• **Aufgaben**
a: Schreibe aus dem Textauszug den Teil ab, der mit "Burkart hat geschrieben" beginnt und nach "Physik verheiratet werden." endet. Benenne darin "ahasver" in "Gast" um.
b: Führe den Forenwortwechsel über Felder und philosophische Neuanfänge nach seinem letzten Satz fort.

• **Textauszug**
"""
Burkart hat geschrieben :
Sa 15. Okt 2022, 11:44
ahasver hat geschrieben :
Sa 15. Okt 2022, 11:17
Langsam, es ist in Bezug auf das Thread-Thema "Felder" kritisch zu sehen, wenn philosophische "Neuanfangs"-Ideen mit Aussagen der Physik verheiratet werden.
Ich will das Kind nicht mit dem Bade ausschütten. Der Neuanfang muß das Alte als Spezialfall beinhalten.
Im (alltags-)philosophischen Sinne würde ich sogar sagen, dass das Alte oft als Normalfall beizubehalten sein sollte, spezielle Quanteneffekte u.ä. tangieren den normalen Menschen eher selten ;)
"""
• **Gegebene Informationen**
"""
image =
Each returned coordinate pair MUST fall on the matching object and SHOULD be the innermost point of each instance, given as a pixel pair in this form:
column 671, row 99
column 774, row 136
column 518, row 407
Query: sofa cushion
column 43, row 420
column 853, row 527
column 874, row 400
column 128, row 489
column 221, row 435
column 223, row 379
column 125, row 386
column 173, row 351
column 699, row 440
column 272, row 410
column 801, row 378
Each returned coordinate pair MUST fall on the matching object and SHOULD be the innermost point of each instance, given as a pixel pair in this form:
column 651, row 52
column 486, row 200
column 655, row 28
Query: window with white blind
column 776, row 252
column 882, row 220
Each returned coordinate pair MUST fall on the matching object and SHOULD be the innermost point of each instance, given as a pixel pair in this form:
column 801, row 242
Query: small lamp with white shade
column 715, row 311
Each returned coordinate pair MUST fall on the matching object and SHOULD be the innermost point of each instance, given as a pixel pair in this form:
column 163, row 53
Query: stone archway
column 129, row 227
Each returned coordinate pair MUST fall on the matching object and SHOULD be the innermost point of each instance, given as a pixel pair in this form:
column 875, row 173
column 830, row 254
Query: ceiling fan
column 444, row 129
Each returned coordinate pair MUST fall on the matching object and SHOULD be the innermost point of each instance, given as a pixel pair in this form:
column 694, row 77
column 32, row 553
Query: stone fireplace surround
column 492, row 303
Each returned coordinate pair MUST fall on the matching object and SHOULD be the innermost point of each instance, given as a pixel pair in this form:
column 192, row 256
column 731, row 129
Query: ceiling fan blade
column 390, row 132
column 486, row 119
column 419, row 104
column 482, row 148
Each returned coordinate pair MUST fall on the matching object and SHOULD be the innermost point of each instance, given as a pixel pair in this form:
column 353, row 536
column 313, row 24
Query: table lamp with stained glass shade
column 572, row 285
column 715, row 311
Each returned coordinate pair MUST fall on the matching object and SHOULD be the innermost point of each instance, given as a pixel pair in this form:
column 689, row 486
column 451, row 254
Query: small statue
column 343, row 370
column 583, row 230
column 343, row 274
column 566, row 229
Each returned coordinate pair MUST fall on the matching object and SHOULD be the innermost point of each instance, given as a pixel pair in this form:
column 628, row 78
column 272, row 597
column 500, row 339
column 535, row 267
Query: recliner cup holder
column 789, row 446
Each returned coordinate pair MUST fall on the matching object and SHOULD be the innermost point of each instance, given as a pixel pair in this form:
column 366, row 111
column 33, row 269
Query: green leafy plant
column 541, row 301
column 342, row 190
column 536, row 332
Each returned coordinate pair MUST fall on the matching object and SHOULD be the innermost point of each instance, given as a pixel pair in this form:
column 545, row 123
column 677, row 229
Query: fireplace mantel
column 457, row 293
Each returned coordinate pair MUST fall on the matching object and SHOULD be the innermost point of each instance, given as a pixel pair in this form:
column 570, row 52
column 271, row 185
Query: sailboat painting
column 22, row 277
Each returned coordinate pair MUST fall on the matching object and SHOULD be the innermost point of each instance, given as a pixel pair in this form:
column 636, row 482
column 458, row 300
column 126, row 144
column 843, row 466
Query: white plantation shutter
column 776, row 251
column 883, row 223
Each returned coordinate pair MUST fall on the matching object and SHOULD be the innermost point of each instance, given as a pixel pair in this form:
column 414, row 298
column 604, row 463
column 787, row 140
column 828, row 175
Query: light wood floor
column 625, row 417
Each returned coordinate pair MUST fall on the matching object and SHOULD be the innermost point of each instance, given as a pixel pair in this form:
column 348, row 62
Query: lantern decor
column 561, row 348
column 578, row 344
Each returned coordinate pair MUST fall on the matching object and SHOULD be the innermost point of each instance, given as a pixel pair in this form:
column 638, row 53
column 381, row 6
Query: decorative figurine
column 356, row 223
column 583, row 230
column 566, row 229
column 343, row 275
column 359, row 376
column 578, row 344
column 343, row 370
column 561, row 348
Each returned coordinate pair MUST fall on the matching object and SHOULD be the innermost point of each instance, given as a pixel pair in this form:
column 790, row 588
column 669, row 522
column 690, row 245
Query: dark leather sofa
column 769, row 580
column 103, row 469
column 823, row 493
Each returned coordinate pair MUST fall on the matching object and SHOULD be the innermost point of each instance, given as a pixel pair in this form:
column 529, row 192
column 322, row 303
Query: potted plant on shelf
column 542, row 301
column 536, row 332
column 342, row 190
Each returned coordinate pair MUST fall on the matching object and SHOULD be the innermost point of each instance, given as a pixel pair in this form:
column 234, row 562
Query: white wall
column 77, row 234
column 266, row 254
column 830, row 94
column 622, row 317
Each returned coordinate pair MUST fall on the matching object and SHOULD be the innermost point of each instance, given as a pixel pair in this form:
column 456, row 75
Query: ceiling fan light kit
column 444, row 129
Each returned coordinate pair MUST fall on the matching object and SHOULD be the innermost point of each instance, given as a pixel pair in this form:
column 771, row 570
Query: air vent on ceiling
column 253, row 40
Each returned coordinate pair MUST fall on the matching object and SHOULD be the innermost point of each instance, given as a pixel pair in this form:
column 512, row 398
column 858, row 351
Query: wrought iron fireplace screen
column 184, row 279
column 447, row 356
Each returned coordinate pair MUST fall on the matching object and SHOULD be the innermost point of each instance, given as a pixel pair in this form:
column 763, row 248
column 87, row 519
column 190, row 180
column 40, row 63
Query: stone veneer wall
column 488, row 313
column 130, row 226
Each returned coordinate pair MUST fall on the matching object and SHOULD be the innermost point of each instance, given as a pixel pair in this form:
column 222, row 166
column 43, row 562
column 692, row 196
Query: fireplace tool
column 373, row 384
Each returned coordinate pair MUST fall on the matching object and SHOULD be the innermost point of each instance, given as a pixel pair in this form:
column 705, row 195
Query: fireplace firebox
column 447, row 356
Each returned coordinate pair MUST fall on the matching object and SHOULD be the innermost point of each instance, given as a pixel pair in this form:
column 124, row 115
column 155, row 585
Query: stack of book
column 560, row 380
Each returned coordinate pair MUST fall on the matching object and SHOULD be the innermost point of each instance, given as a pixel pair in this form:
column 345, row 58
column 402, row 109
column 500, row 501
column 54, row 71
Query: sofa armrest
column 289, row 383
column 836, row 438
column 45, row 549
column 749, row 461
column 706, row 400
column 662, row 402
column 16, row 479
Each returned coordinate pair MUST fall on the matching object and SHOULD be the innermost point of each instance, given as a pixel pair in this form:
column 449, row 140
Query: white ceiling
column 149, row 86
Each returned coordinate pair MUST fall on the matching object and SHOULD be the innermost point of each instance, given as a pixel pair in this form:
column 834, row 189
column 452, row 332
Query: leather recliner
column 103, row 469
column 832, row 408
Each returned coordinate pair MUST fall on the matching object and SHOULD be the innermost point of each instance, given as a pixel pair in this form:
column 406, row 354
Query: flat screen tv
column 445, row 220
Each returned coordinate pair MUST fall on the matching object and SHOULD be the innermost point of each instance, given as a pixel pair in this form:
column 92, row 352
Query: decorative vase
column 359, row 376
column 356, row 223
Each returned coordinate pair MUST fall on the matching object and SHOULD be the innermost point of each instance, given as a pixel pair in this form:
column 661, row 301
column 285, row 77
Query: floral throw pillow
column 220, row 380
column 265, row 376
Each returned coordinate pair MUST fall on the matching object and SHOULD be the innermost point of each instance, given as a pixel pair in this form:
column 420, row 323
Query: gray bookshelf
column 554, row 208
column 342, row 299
"""
• **Antworten je Aufgabe**
a:
Burkart hat geschrieben :
Sa 15. Okt 2022, 11:44
Gast hat geschrieben :
Sa 15. Okt 2022, 11:17
Langsam, es ist in Bezug auf das Thread-Thema "Felder" kritisch zu sehen, wenn philosophische "Neuanfangs"-Ideen mit Aussagen der Physik verheiratet werden.

b:
Das "Alte" ist im "Neuen" immer enthalten, und sei es nur als das, wogegen letzteres abzugrenzen ist. Eine Theorie, die sich als falsch erweist, ist ja oft die Voraussetzung dafür, überhaupt eine neue aufstellen zu können.



Als ich vierzehn war, war mein Vater so unwissend. Ich konnte den alten Mann kaum in meiner Nähe ertragen. Aber mit einundzwanzig war ich verblüfft, wieviel er in sieben Jahren dazu gelernt hatte. (Mark Twain)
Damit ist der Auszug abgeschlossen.